ユニットケア研修に携わる「研究報告」と「受講者の声」(9月)
★日本ユニットケア推進センター 研究事業
「平面図から読み解く地域密着型ユニット型施設の空間整備の現状と特徴」
東北工業大学 教授 石井 敏
センターからの委託を受け、東北工業大学建築学科石井研究室にて標記の研究課題について、調査分析を行うこととなりました。調査研究では、地域密着型のユニット型特別養護老人ホームと、近年増加傾向にあるユニット型の単独ショートステイ施設に焦点を当てて、平面図からみえてくる平面計画の実態と特徴を明らかにすることを目的としています。平成25年度および今年度の上半期に、センターでの研修を受講した受講者が持参した施設平面図を調査分析の対象として、分析に取りかかったところです。
たかが「平面図」、されど「平面図」です。平面図から見えてくる各施設の平面計画(室の構成や諸室の配置・整備状況)は、施設の運営やケアを反映させた形であると同時に、平面によって規定される運営やケア、また逆に運営やケアを良い方向(場合によっては悪い方向)に導く可能性も孕む、重要な要素を数多く含んでいます。平面図の向こう側にある(いる)暮らしや利用者、スタッフの動きを想像しながら、図面から読み取れることを拾い上げていきます。
現時点での分析対象数は地域密着型特養が148施設、単独ショートが36施設です。詳細な分析は今後の作業となりますが、一通り図面を確認したところ、以下のような特徴が見えています。基準定員が29名以下の地域密着型特養ですが、多くが定員29名で設定されています。この場合、基本的には3ユニット構成となります。ユニット数が奇数になることを好まず、また経営・運営の効率化を図るため、多くの施設でショートステイを1~3ユニット併設するパターンが見受けられます。結果的には合計定員が50名を超えるものもあります。地域密着型特養148施設のうち、ショートステイ併設型は79施設と半数を超えています。さらに、デイサービスを併設している施設も多く(29施設)見受けられ、また他の地域密着型施設(小規模多機能18施設、認知症高齢者グループホーム7施設など)を併設しているものもあり、事実上、大規模な「地域密着型複合施設」となっている事例もあります。

:: データセット ::
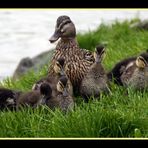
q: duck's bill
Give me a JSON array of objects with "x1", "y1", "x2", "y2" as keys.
[{"x1": 49, "y1": 30, "x2": 60, "y2": 43}]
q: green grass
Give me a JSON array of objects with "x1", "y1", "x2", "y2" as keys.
[{"x1": 0, "y1": 21, "x2": 148, "y2": 138}]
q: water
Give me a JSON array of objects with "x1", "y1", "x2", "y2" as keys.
[{"x1": 0, "y1": 9, "x2": 148, "y2": 79}]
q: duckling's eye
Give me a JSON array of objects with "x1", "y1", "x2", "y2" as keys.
[
  {"x1": 61, "y1": 29, "x2": 65, "y2": 33},
  {"x1": 57, "y1": 82, "x2": 63, "y2": 92}
]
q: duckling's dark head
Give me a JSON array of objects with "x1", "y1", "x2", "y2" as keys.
[
  {"x1": 94, "y1": 44, "x2": 105, "y2": 63},
  {"x1": 136, "y1": 56, "x2": 148, "y2": 69},
  {"x1": 49, "y1": 15, "x2": 76, "y2": 43},
  {"x1": 54, "y1": 57, "x2": 65, "y2": 76},
  {"x1": 40, "y1": 82, "x2": 52, "y2": 96},
  {"x1": 57, "y1": 76, "x2": 68, "y2": 97}
]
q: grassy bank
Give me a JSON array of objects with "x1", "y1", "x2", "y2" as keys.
[{"x1": 0, "y1": 21, "x2": 148, "y2": 138}]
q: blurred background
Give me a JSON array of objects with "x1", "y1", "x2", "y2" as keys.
[{"x1": 0, "y1": 9, "x2": 148, "y2": 80}]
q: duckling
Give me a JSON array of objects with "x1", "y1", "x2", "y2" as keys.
[
  {"x1": 32, "y1": 57, "x2": 73, "y2": 95},
  {"x1": 80, "y1": 45, "x2": 109, "y2": 102},
  {"x1": 48, "y1": 15, "x2": 94, "y2": 94},
  {"x1": 107, "y1": 50, "x2": 148, "y2": 86},
  {"x1": 47, "y1": 76, "x2": 74, "y2": 112},
  {"x1": 16, "y1": 83, "x2": 52, "y2": 110},
  {"x1": 121, "y1": 56, "x2": 148, "y2": 90},
  {"x1": 0, "y1": 88, "x2": 21, "y2": 110}
]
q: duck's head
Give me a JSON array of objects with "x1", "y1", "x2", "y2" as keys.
[
  {"x1": 136, "y1": 56, "x2": 148, "y2": 72},
  {"x1": 54, "y1": 57, "x2": 65, "y2": 76},
  {"x1": 49, "y1": 15, "x2": 76, "y2": 43},
  {"x1": 94, "y1": 44, "x2": 105, "y2": 63},
  {"x1": 40, "y1": 82, "x2": 52, "y2": 96},
  {"x1": 57, "y1": 76, "x2": 68, "y2": 97}
]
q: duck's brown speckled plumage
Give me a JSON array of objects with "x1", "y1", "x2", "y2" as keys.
[{"x1": 48, "y1": 16, "x2": 94, "y2": 92}]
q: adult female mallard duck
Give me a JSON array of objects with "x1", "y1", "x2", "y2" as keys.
[{"x1": 48, "y1": 15, "x2": 94, "y2": 93}]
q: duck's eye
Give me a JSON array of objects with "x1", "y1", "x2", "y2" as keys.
[{"x1": 61, "y1": 29, "x2": 65, "y2": 33}]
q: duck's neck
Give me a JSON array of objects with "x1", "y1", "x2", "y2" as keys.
[{"x1": 56, "y1": 38, "x2": 79, "y2": 50}]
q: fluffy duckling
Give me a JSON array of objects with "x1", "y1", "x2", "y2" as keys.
[
  {"x1": 16, "y1": 83, "x2": 52, "y2": 109},
  {"x1": 32, "y1": 57, "x2": 73, "y2": 96},
  {"x1": 107, "y1": 50, "x2": 148, "y2": 86},
  {"x1": 47, "y1": 76, "x2": 74, "y2": 112},
  {"x1": 121, "y1": 56, "x2": 148, "y2": 90},
  {"x1": 0, "y1": 88, "x2": 21, "y2": 110},
  {"x1": 80, "y1": 45, "x2": 109, "y2": 102},
  {"x1": 49, "y1": 15, "x2": 94, "y2": 92}
]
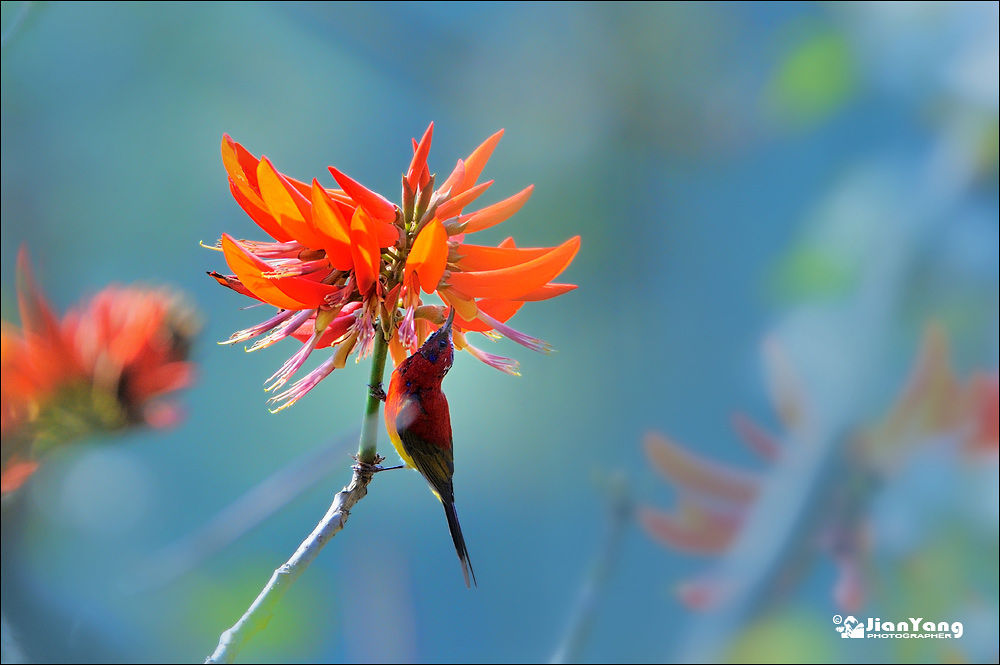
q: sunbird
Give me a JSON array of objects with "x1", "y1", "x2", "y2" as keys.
[{"x1": 385, "y1": 309, "x2": 476, "y2": 587}]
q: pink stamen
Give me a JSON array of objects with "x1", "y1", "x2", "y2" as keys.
[
  {"x1": 247, "y1": 309, "x2": 316, "y2": 352},
  {"x1": 261, "y1": 259, "x2": 330, "y2": 279},
  {"x1": 219, "y1": 308, "x2": 295, "y2": 344},
  {"x1": 268, "y1": 356, "x2": 336, "y2": 413},
  {"x1": 240, "y1": 240, "x2": 306, "y2": 259},
  {"x1": 399, "y1": 307, "x2": 417, "y2": 352},
  {"x1": 476, "y1": 310, "x2": 552, "y2": 354},
  {"x1": 264, "y1": 332, "x2": 323, "y2": 392},
  {"x1": 463, "y1": 344, "x2": 521, "y2": 376}
]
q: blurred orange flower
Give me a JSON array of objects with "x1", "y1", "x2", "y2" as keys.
[
  {"x1": 639, "y1": 325, "x2": 1000, "y2": 611},
  {"x1": 0, "y1": 250, "x2": 195, "y2": 494},
  {"x1": 209, "y1": 123, "x2": 580, "y2": 410}
]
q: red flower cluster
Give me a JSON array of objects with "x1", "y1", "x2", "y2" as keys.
[
  {"x1": 0, "y1": 251, "x2": 195, "y2": 493},
  {"x1": 209, "y1": 123, "x2": 580, "y2": 410}
]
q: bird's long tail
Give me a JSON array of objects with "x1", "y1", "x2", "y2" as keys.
[{"x1": 441, "y1": 501, "x2": 479, "y2": 587}]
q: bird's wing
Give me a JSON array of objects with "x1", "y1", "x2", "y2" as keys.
[{"x1": 399, "y1": 428, "x2": 455, "y2": 503}]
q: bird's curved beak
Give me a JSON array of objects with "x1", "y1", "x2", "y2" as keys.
[{"x1": 441, "y1": 307, "x2": 455, "y2": 337}]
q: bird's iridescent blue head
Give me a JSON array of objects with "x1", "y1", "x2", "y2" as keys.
[{"x1": 418, "y1": 308, "x2": 455, "y2": 376}]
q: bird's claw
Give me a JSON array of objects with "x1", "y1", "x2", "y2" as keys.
[
  {"x1": 368, "y1": 383, "x2": 385, "y2": 402},
  {"x1": 351, "y1": 455, "x2": 406, "y2": 475}
]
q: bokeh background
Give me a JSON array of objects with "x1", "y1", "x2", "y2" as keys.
[{"x1": 0, "y1": 2, "x2": 1000, "y2": 662}]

:: 取り組む作業 ::
ユニット型施設の平面図についての抜粋から、「たかが「平面図」、されど「平」で始まり「ることを拾い上げていきます。」まで続く部分を、一字一句違えずに書き写してください。 この資料は抜粋の内容とは関係がない。

:: あなたの回答 ::
たかが「平面図」、されど「平面図」です。平面図から見えてくる各施設の平面計画(室の構成や諸室の配置・整備状況)は、施設の運営やケアを反映させた形であると同時に、平面によって規定される運営やケア、また逆に運営やケアを良い方向(場合によっては悪い方向)に導く可能性も孕む、重要な要素を数多く含んでいます。平面図の向こう側にある(いる)暮らしや利用者、スタッフの動きを想像しながら、図面から読み取れることを拾い上げていきます。